*** Opening RECORDS SHOWN ***

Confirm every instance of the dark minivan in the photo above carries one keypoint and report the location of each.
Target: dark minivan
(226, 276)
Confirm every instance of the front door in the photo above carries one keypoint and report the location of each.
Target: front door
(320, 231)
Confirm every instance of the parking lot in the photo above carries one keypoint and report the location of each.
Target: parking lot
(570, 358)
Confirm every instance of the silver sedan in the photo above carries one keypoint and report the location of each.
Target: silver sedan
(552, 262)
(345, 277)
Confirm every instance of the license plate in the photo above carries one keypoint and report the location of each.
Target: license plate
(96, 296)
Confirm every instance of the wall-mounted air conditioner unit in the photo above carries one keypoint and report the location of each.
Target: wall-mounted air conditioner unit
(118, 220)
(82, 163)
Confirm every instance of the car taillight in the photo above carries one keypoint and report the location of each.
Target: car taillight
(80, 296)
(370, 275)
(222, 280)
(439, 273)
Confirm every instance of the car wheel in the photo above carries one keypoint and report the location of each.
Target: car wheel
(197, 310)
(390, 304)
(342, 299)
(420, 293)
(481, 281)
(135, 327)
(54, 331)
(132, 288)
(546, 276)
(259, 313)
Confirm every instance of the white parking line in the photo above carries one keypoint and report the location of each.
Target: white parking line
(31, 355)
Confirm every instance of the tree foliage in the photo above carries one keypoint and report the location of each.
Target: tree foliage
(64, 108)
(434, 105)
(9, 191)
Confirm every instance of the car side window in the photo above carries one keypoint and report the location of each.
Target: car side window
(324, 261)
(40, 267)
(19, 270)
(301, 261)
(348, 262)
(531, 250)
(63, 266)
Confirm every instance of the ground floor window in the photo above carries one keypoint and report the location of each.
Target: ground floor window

*** Closing RECORDS SHOWN ***

### YOUR GOAL
Looking at the entries above, count the lines that contain "ground" and answer with only the number.

### RESULT BELOW
2